PROBLEM TO WORK ON: Copy out the rows below word for word, starting at the line containing "of the crane" and continuing through the final line, with both ends included.

****************

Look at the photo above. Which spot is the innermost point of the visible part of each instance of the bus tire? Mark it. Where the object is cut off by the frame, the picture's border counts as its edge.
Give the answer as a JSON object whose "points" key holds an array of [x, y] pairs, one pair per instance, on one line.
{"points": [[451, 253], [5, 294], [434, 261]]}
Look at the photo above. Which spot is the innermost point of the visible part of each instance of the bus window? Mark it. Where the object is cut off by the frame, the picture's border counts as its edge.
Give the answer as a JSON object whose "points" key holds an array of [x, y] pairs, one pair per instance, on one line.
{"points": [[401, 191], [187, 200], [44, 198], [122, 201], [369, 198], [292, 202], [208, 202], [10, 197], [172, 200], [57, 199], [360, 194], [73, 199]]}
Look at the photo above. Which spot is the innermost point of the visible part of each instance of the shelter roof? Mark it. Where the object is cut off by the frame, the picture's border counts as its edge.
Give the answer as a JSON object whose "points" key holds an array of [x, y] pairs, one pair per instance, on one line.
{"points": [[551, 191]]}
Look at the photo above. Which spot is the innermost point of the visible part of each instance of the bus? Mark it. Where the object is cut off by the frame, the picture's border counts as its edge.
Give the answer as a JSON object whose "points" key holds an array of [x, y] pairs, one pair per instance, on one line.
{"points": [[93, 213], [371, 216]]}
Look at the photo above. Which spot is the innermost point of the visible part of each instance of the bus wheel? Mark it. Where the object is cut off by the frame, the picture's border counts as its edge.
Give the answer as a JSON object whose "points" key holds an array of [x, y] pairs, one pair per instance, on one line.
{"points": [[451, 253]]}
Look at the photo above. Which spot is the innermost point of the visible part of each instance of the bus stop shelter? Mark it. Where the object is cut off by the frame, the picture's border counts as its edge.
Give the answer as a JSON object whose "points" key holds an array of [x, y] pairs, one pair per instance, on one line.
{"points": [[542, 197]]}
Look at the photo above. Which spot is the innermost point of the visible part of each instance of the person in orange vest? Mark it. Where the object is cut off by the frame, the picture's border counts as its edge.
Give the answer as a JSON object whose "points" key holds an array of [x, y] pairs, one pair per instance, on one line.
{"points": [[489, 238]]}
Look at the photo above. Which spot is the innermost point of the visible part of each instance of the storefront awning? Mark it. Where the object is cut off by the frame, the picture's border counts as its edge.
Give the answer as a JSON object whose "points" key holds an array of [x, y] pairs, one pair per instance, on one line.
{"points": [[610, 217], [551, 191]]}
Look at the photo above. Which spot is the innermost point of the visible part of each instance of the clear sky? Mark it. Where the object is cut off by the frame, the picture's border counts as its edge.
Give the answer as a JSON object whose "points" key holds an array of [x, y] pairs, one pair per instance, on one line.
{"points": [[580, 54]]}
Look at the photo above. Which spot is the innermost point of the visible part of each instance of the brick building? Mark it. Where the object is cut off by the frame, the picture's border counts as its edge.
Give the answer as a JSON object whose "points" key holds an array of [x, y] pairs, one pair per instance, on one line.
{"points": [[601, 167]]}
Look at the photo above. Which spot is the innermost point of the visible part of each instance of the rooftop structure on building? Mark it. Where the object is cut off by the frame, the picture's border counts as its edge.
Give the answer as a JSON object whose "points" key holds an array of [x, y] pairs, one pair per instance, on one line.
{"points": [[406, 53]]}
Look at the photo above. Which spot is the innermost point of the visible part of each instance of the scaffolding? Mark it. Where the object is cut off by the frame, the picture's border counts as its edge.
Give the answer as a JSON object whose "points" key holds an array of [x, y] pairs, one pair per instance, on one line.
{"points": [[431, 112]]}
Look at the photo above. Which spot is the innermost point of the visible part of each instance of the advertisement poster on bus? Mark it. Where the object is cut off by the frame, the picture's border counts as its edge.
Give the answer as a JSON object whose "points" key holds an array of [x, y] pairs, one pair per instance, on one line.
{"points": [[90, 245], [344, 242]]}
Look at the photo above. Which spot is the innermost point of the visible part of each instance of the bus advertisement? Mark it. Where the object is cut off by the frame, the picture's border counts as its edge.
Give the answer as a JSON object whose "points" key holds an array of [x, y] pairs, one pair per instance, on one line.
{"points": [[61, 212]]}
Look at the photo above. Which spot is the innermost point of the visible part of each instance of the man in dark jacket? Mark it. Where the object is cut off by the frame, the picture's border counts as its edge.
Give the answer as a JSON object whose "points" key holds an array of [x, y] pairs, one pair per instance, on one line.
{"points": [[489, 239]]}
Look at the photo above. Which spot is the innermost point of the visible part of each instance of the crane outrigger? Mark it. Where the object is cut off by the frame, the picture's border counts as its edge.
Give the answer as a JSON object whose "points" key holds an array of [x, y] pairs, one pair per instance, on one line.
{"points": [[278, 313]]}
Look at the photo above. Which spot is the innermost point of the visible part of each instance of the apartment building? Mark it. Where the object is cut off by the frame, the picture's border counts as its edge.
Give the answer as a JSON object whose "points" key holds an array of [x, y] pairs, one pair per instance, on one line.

****************

RESULT FOR THIS TASK:
Look at the photo above. Which spot is the innermost point of the visible part of each instance of the crane outrigger? Mark it. Where the object is cut off by the frame, the picture's border counts as its edge.
Give the answer as a JSON object whose "points" key holds an array of [x, y] pairs, one pair per instance, on one line.
{"points": [[278, 313]]}
Look at the photo above. Which spot is the innermost point of the visible part of each instance of the apartment building? Mark it. Where the object is cut off by the frame, the picture's border counts as its edge.
Give the answer as a JSON object whose "points" key holds an array of [x, y] pairs, one pair per instance, on one line.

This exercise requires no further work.